I’ve been working with a married couple, Lisa and Bert (names have been changed), for around seven years. I would see Lisa and Bert every month like clockwork. About two years ago, Bert was diagnosed with a form of skin cancer that spread to his lung. He fought hard and his condition improved.


Unfortunately, the cancer returned in the form of a brain tumor and he passed away suddenly.


Bert was a kind, thoughtful man, and as an example of the lives he touched, his friends flew in from all around the country to pay their last respects. The funeral home had to open up a divider wall because there were so many people and we not only filled the second room, but a number of us had to stand along the back wall because they ran out of chairs.


I have seen Lisa a couple of times since Bert’s passing, and her grief seems to be worse. I wanted to help her deal with her sorrow, but since this is beyond my expertise I didn’t really know what to do. Massage is mybest tool for treating physical andemotional pain. We know that massage can help reduce the tension of muscles, release endorphins to boost mood and help decrease depression.


Yet, I still wondered if there was more I could do.


I reached out to Townley Peters, PsyD, a licensed clinical psychologist who has a wide range of experience including treating veterans with severe post-traumatic stress disorder, as well as working with people experiencing grief and loss. Her recommendations are as follows:

• Suggest the client seek professional help. A licensed mental health provider with experience working with grief and loss is the best place to start. That provider might suggest the client consider joining a support group. This can be beneficial for the massage therapist who is grieving the loss of a client too.

## Dataset excerpts
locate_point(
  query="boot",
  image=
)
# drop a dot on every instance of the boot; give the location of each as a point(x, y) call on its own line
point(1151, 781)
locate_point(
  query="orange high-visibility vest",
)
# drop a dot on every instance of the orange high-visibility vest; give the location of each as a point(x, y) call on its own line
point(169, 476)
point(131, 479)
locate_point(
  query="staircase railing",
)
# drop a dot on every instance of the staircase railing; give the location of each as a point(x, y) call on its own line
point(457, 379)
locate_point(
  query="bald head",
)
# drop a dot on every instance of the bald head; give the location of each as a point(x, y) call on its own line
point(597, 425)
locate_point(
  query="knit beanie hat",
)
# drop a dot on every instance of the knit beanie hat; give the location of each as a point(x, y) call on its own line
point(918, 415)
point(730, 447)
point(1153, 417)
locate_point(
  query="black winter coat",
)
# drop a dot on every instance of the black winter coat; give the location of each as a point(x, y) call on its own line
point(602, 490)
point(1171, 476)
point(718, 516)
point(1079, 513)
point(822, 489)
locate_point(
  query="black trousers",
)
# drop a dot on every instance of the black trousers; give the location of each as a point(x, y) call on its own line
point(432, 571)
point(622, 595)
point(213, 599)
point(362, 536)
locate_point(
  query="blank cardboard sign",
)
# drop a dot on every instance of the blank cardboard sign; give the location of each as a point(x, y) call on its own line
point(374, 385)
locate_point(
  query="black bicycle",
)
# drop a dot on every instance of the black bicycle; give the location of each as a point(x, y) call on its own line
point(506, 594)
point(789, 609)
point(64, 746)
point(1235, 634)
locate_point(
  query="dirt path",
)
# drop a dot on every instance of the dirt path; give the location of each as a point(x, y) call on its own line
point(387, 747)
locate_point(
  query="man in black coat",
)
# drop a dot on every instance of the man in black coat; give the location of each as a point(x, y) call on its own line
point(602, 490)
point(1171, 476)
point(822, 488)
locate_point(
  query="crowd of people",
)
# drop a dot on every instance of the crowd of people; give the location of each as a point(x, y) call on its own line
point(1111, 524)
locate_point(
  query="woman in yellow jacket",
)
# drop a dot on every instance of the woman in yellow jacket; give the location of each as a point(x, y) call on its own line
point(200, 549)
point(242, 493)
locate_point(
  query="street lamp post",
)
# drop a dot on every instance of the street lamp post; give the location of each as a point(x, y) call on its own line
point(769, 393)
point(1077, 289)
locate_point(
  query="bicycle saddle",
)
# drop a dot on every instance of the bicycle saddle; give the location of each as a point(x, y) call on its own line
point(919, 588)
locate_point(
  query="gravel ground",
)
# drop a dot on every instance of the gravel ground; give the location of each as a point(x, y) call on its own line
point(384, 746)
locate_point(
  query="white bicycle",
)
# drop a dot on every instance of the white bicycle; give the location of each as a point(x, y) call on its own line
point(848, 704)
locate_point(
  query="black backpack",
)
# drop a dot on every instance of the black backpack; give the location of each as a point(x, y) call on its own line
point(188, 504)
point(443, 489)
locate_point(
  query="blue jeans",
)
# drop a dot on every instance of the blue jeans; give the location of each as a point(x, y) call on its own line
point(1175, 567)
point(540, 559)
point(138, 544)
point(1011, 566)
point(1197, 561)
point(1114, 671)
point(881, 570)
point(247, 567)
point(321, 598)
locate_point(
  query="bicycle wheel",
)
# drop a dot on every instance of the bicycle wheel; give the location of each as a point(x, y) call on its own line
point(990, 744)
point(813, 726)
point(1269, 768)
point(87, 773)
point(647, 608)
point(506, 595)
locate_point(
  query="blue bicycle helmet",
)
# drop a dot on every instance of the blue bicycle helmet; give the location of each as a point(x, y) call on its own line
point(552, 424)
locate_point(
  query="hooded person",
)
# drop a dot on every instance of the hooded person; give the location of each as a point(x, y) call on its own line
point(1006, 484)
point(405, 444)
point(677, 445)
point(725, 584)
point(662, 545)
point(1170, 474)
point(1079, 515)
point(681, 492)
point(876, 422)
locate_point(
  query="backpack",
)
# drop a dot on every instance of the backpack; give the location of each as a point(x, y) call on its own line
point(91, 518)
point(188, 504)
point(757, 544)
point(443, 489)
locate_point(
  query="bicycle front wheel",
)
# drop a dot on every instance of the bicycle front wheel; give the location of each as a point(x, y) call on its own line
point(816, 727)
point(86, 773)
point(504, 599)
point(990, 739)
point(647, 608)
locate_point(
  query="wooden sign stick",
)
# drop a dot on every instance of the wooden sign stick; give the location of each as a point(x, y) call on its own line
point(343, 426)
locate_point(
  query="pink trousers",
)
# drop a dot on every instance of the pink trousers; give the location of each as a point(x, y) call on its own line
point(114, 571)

## Instructions
(1) In the text on supporting a grieving client, decide whether each statement agrees with the text, answering yes or no and quoting the deciding words: (a) The writer had been working with Lisa and Bert for around seven years. (b) Bert's cancer was first diagnosed as a brain tumor. (c) Townley Peters names a support group as the best place to start.
(2) Translate this sentence from the text on supporting a grieving client into Spanish: "Unfortunately, the cancer returned in the form of a brain tumor and he passed away suddenly."

## Responses to the tasks
(1)
(a) Yes: "I’ve been working with a married couple, Lisa and Bert (names have been changed), for around seven years."
(b) No: "Bert was diagnosed with a form of skin cancer that spread to his lung."
(c) No: "A licensed mental health provider with experience working with grief and loss is the best place to start."

(2) Lamentablemente, el cáncer regresó en forma de tumor cerebral y él falleció de repente.